§ WHAT TO DO:
Using the records below, copy out exactly the line that contains "Where can the white cloud" and every line that follows it, up to and including the last, and no others.

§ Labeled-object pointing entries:
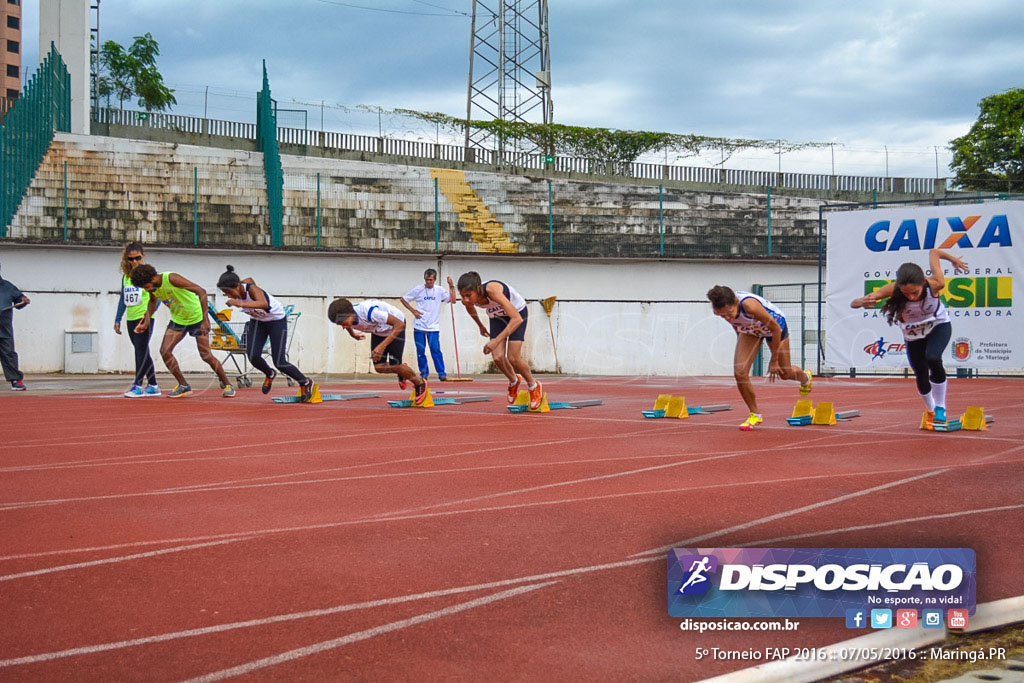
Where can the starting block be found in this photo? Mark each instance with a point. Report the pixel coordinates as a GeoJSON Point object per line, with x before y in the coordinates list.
{"type": "Point", "coordinates": [668, 406]}
{"type": "Point", "coordinates": [521, 403]}
{"type": "Point", "coordinates": [317, 397]}
{"type": "Point", "coordinates": [445, 400]}
{"type": "Point", "coordinates": [975, 419]}
{"type": "Point", "coordinates": [805, 413]}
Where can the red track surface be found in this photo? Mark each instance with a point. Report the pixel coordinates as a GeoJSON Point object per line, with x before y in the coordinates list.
{"type": "Point", "coordinates": [164, 540]}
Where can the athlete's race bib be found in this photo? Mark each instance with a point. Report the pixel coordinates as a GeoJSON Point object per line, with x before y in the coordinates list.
{"type": "Point", "coordinates": [132, 296]}
{"type": "Point", "coordinates": [918, 329]}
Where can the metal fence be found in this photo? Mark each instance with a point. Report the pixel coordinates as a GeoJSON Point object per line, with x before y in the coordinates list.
{"type": "Point", "coordinates": [520, 161]}
{"type": "Point", "coordinates": [28, 130]}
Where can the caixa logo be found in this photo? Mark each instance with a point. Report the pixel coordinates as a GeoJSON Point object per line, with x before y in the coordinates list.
{"type": "Point", "coordinates": [908, 235]}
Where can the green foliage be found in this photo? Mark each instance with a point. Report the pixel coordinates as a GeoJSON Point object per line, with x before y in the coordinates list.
{"type": "Point", "coordinates": [610, 151]}
{"type": "Point", "coordinates": [133, 73]}
{"type": "Point", "coordinates": [990, 157]}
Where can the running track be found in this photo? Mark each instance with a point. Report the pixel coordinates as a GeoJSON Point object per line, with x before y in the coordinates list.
{"type": "Point", "coordinates": [208, 539]}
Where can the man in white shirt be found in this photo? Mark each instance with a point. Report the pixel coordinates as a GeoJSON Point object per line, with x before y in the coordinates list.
{"type": "Point", "coordinates": [427, 300]}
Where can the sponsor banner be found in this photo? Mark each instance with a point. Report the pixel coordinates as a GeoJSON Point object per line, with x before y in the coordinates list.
{"type": "Point", "coordinates": [817, 582]}
{"type": "Point", "coordinates": [865, 248]}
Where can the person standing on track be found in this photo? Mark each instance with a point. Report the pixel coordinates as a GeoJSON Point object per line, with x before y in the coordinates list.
{"type": "Point", "coordinates": [134, 301]}
{"type": "Point", "coordinates": [267, 322]}
{"type": "Point", "coordinates": [507, 312]}
{"type": "Point", "coordinates": [10, 298]}
{"type": "Point", "coordinates": [426, 329]}
{"type": "Point", "coordinates": [755, 318]}
{"type": "Point", "coordinates": [913, 304]}
{"type": "Point", "coordinates": [189, 315]}
{"type": "Point", "coordinates": [386, 326]}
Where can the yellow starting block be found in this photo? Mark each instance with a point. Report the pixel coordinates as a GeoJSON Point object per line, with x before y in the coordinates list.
{"type": "Point", "coordinates": [824, 414]}
{"type": "Point", "coordinates": [522, 398]}
{"type": "Point", "coordinates": [428, 401]}
{"type": "Point", "coordinates": [974, 419]}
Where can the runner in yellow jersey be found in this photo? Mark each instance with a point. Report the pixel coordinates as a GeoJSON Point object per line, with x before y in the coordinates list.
{"type": "Point", "coordinates": [187, 304]}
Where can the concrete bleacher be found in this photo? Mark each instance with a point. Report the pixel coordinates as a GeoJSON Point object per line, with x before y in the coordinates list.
{"type": "Point", "coordinates": [120, 189]}
{"type": "Point", "coordinates": [584, 215]}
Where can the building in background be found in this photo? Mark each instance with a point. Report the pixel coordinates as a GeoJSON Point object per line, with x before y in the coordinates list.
{"type": "Point", "coordinates": [10, 50]}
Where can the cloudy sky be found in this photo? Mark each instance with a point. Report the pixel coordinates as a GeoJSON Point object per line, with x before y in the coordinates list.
{"type": "Point", "coordinates": [889, 83]}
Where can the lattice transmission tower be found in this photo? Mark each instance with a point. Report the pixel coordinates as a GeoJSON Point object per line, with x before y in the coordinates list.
{"type": "Point", "coordinates": [509, 68]}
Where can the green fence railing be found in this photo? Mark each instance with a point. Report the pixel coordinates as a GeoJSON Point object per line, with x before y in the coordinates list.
{"type": "Point", "coordinates": [43, 108]}
{"type": "Point", "coordinates": [266, 141]}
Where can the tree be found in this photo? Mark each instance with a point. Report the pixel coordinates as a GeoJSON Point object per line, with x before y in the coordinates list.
{"type": "Point", "coordinates": [133, 73]}
{"type": "Point", "coordinates": [990, 157]}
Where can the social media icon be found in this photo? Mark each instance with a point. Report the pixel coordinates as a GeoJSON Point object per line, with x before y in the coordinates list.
{"type": "Point", "coordinates": [906, 619]}
{"type": "Point", "coordinates": [856, 619]}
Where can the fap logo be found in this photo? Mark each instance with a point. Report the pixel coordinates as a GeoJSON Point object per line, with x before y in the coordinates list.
{"type": "Point", "coordinates": [879, 348]}
{"type": "Point", "coordinates": [962, 349]}
{"type": "Point", "coordinates": [695, 580]}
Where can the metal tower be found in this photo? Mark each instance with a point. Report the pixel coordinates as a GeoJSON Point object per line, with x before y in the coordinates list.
{"type": "Point", "coordinates": [509, 67]}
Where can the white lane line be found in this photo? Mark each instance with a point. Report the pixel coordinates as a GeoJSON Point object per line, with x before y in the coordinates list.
{"type": "Point", "coordinates": [129, 460]}
{"type": "Point", "coordinates": [326, 645]}
{"type": "Point", "coordinates": [566, 573]}
{"type": "Point", "coordinates": [125, 558]}
{"type": "Point", "coordinates": [687, 543]}
{"type": "Point", "coordinates": [892, 522]}
{"type": "Point", "coordinates": [233, 626]}
{"type": "Point", "coordinates": [689, 461]}
{"type": "Point", "coordinates": [17, 505]}
{"type": "Point", "coordinates": [326, 525]}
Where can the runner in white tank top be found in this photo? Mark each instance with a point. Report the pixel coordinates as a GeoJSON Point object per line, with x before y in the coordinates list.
{"type": "Point", "coordinates": [912, 303]}
{"type": "Point", "coordinates": [267, 323]}
{"type": "Point", "coordinates": [755, 318]}
{"type": "Point", "coordinates": [508, 315]}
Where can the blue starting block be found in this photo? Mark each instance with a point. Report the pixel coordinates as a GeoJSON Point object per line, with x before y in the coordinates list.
{"type": "Point", "coordinates": [445, 400]}
{"type": "Point", "coordinates": [690, 410]}
{"type": "Point", "coordinates": [558, 406]}
{"type": "Point", "coordinates": [328, 396]}
{"type": "Point", "coordinates": [950, 426]}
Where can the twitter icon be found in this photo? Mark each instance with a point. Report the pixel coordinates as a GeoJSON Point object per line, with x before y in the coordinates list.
{"type": "Point", "coordinates": [882, 619]}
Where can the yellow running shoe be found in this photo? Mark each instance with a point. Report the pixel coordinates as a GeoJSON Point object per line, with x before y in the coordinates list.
{"type": "Point", "coordinates": [755, 419]}
{"type": "Point", "coordinates": [805, 389]}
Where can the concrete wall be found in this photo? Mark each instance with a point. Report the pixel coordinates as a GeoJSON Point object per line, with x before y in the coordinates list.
{"type": "Point", "coordinates": [612, 317]}
{"type": "Point", "coordinates": [119, 189]}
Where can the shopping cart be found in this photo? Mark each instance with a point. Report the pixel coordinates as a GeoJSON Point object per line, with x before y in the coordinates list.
{"type": "Point", "coordinates": [229, 336]}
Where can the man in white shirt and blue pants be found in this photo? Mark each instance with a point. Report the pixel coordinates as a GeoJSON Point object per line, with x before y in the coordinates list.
{"type": "Point", "coordinates": [427, 300]}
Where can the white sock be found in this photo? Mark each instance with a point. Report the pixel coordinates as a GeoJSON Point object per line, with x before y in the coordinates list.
{"type": "Point", "coordinates": [929, 401]}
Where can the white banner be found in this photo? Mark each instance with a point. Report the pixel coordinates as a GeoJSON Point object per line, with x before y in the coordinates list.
{"type": "Point", "coordinates": [865, 248]}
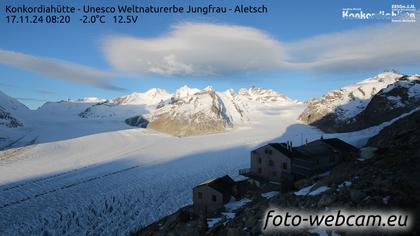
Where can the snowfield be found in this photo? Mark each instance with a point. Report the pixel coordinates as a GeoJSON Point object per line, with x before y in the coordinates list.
{"type": "Point", "coordinates": [101, 176]}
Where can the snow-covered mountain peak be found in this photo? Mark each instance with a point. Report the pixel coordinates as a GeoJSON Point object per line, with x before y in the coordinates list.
{"type": "Point", "coordinates": [11, 104]}
{"type": "Point", "coordinates": [156, 92]}
{"type": "Point", "coordinates": [91, 100]}
{"type": "Point", "coordinates": [150, 97]}
{"type": "Point", "coordinates": [262, 95]}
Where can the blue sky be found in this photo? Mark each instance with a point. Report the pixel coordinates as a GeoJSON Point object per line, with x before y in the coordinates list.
{"type": "Point", "coordinates": [310, 39]}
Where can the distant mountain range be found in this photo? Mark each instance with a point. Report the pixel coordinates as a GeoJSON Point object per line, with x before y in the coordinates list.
{"type": "Point", "coordinates": [192, 111]}
{"type": "Point", "coordinates": [364, 104]}
{"type": "Point", "coordinates": [187, 111]}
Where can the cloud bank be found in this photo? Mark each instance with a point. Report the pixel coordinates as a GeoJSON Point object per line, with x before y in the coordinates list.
{"type": "Point", "coordinates": [58, 69]}
{"type": "Point", "coordinates": [217, 49]}
{"type": "Point", "coordinates": [196, 49]}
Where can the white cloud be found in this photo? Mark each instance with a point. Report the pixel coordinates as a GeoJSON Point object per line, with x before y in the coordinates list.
{"type": "Point", "coordinates": [58, 69]}
{"type": "Point", "coordinates": [207, 49]}
{"type": "Point", "coordinates": [196, 49]}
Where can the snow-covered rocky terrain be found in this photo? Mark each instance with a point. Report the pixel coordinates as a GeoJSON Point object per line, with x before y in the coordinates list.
{"type": "Point", "coordinates": [10, 111]}
{"type": "Point", "coordinates": [76, 167]}
{"type": "Point", "coordinates": [344, 109]}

§ ANSWER TO THIS TASK:
Where can the white cloud be found in this photo? Mark each instance with a point. Report the pixel coordinates as a GeoJSON Point object per line, with x before y in the coordinates list.
{"type": "Point", "coordinates": [58, 69]}
{"type": "Point", "coordinates": [207, 49]}
{"type": "Point", "coordinates": [196, 49]}
Where can the snow-covered rocky terrain be found in this photo? Mark each instance with a point. Report the pixel coordinates as a GeoJSON Point object per line, with x before y in the coordinates list.
{"type": "Point", "coordinates": [10, 111]}
{"type": "Point", "coordinates": [76, 167]}
{"type": "Point", "coordinates": [344, 109]}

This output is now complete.